AIM OF THE EXERCISE
Present the records below, from the line that contains "For every instance" through the line that contains "pixel 99 876", as a Markdown table with a column named Row for the row number and a column named Entry for the line, leaving out any blank lines.
---- DATA ROWS
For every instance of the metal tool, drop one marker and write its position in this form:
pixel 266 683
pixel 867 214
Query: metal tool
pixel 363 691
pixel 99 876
--------
---- DATA ROWS
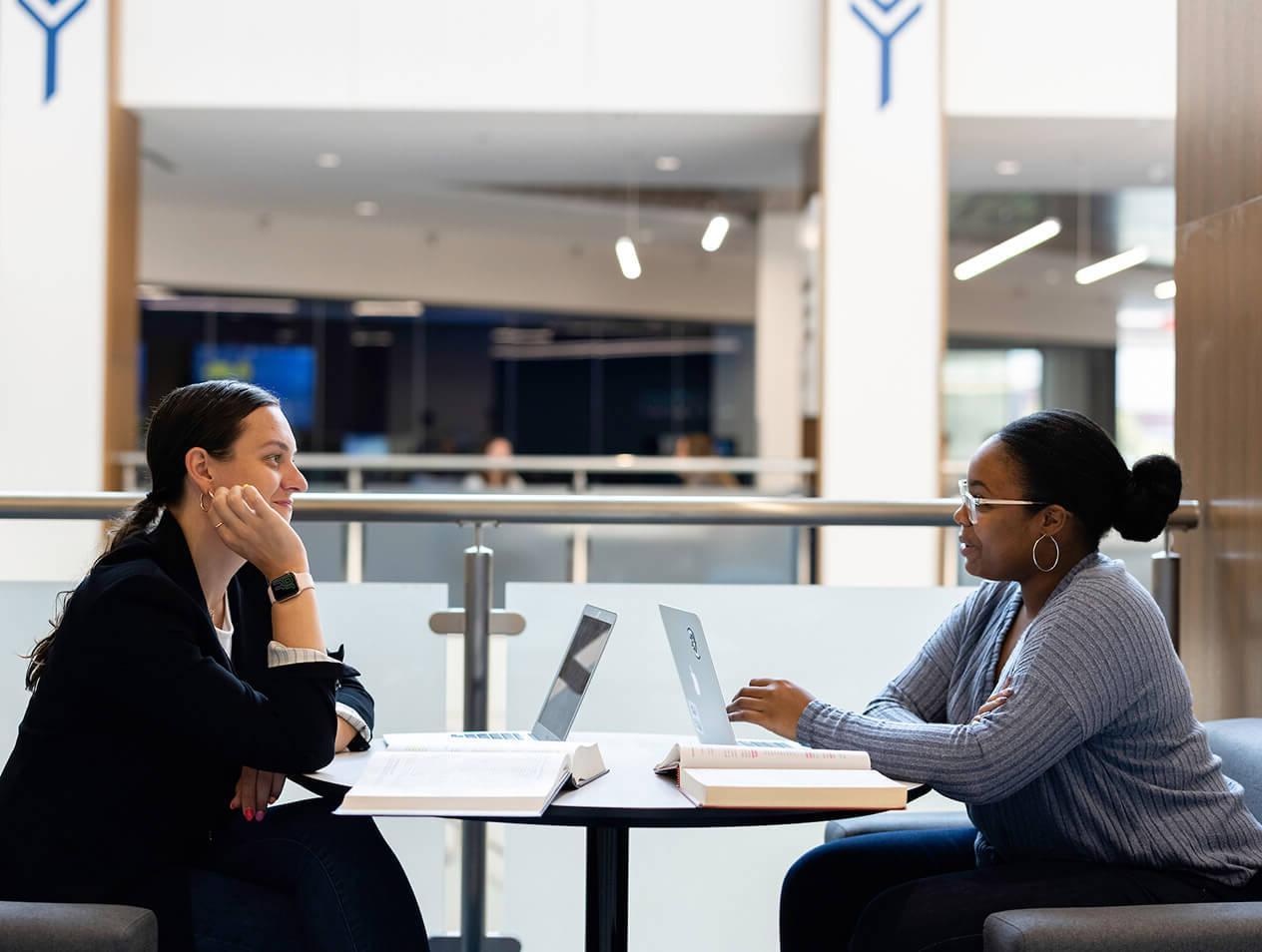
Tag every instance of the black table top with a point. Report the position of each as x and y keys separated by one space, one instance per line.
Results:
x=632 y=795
--------
RESPONSE TO THE TASK
| Row | Entry |
|---|---|
| 1 | For every instance of the metal tool, drop one marker and write its position in this form: |
| 2 | pixel 266 683 |
| 3 | pixel 867 214 |
| 4 | Query: metal tool |
| 5 | pixel 363 691 |
| 6 | pixel 99 876 |